§ To do: Reproduce the items below word for word, leaving out the pictures.

########################################

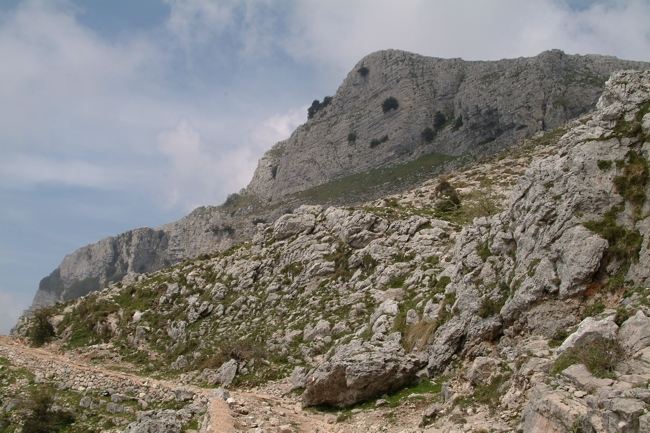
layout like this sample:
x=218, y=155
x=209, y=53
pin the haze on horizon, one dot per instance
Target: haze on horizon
x=120, y=114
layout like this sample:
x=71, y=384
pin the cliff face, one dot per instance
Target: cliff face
x=516, y=288
x=464, y=104
x=446, y=106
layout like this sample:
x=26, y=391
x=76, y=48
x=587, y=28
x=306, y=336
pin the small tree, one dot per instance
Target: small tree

########################################

§ Solution to the problem:
layout like this sample:
x=218, y=155
x=209, y=53
pin the haze on horizon, one dot per instance
Target: haze on horizon
x=120, y=114
layout like this sample:
x=71, y=384
pin the cliff face, one dot per instance
Target: cliff face
x=516, y=288
x=464, y=104
x=446, y=106
layout like this sample:
x=26, y=391
x=76, y=48
x=587, y=28
x=306, y=336
pin the small tree, one dot per instance
Target: small tree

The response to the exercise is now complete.